*Records from a point annotation dataset*.
===============
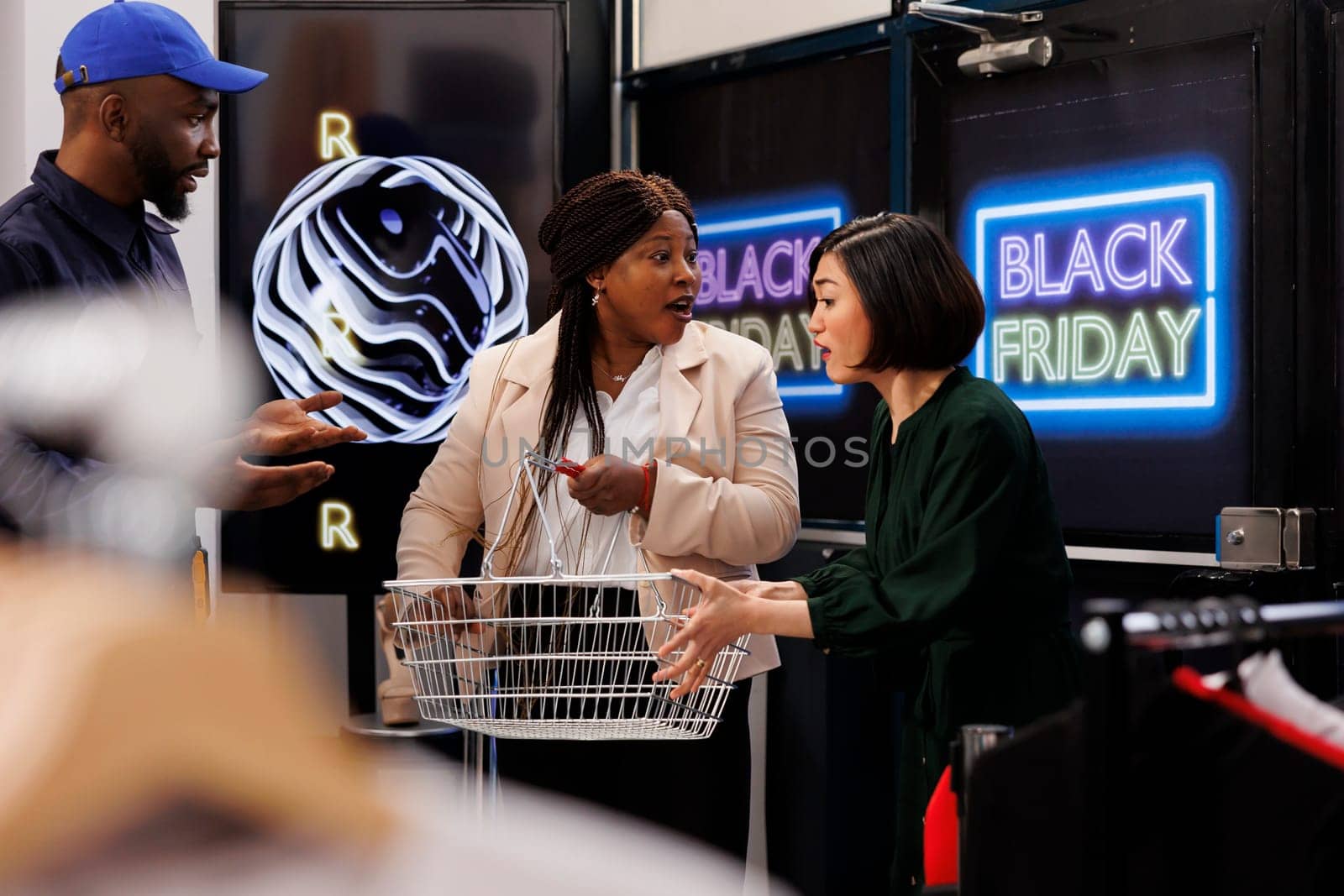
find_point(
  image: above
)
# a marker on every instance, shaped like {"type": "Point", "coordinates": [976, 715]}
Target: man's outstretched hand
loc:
===============
*WORK TO DO*. Retype every line of the records above exactly, leaving out the pictures.

*WRITTEN ANSWER*.
find_point(
  image: above
)
# a marker on every instance, shaped like {"type": "Point", "coordinates": [976, 715]}
Target: man's outstretched hand
loc:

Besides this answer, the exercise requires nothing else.